# Prove rotational invariance leads to conservation of ang. momentum

1. Apr 16, 2013

### xWaffle

1. The problem statement, all variables and given/known data

Noether's theorem asserts a connection between invariance principles and conservation laws. In section 7.8 we saw that translational invariance of the Lagrangian implies conservation of total linear momentum. Here you will prove that rotational invariance of L implies conservation of total angular momentum. Suppose that the Lagrangian of an N-particle system is unchanged by rotations about a certain symmetry axis. (a) Without loss of generality, take this axis to be the z axis, and show that the Lagrangian is unchanged when all of the particles are simultaneously moved from (rα, θα, ϕα) to(rα, θα, ϕα + ϵ) (same ϵ for all particles). Hence show that

$\sum_{\alpha=1}^{N} \frac{\partial \mathcal{L}}{\partial \phi_{\alpha}} = 0$

(b) Use Lagrange's equations to show that this implies that the total angular momentum Lz about the symmetry axis is constant. In particular, if the Lagrangian is invariant under rotations about all axes, then all components of L are conserved.

2. Relevant equations

Lagrange Equations: Translational Invariance Example

No external force.

▶ Short problem A
Repeat the part of the forum post starting at "(b) Use Lagrange's" and ending at "L are conserved.".
The forum post and the entries have nothing to do with each other.

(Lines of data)
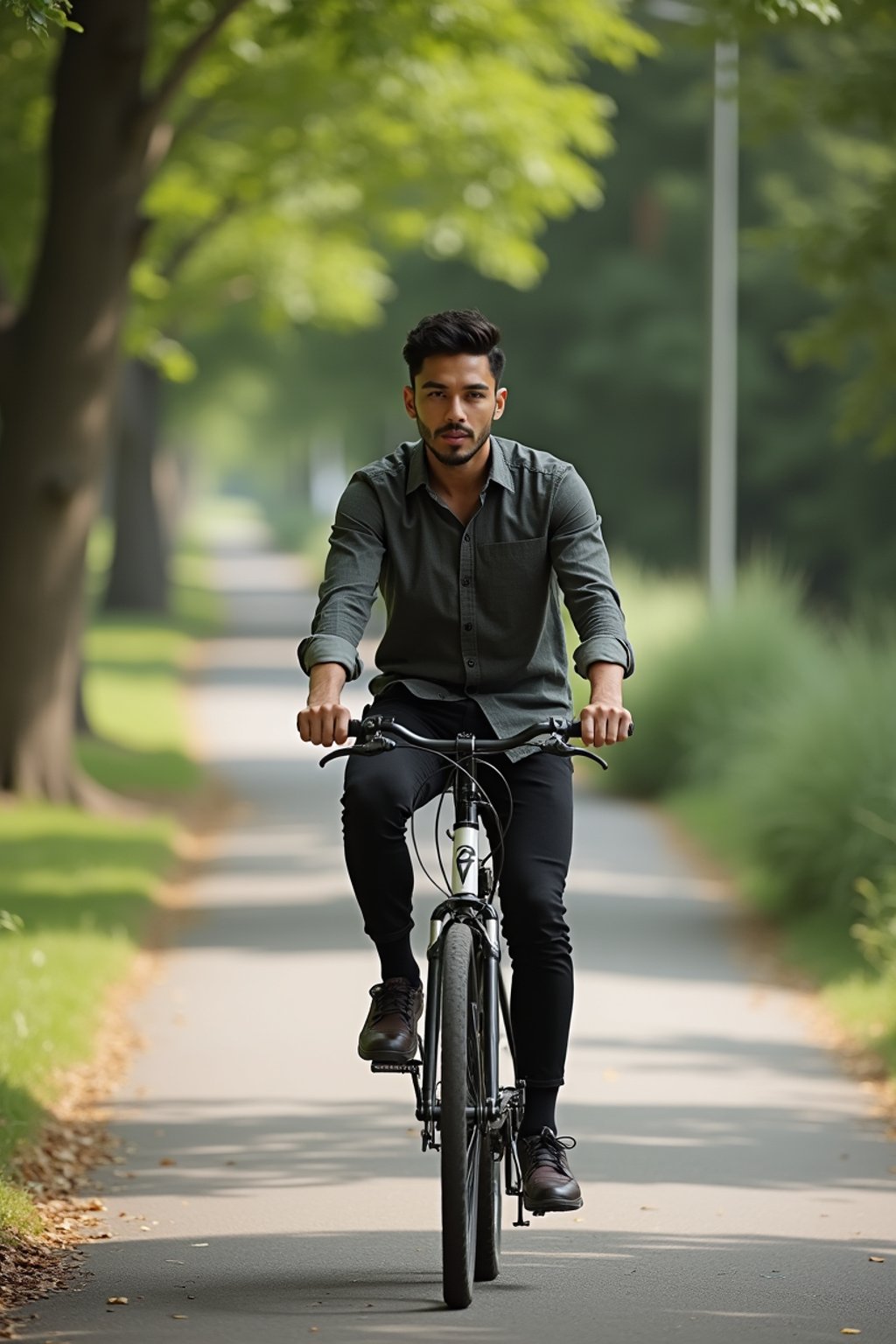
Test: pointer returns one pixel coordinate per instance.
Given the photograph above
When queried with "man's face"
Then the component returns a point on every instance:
(454, 402)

▶ Short problem B
Rewrite every line of the entries as a numbered list, skipping blank lines and leaving out the picture markers.

▶ Written solution A
(b) Use Lagrange's equations to show that this implies that the total angular momentum Lz about the symmetry axis is constant. In particular, if the Lagrangian is invariant under rotations about all axes, then all components of L are conserved.

▶ Written solution B
1. Test: pointer returns one pixel coordinate per instance.
2. Given the photograph above
3. When queried with "man's face"
4. Then the component returns a point on every instance:
5. (454, 402)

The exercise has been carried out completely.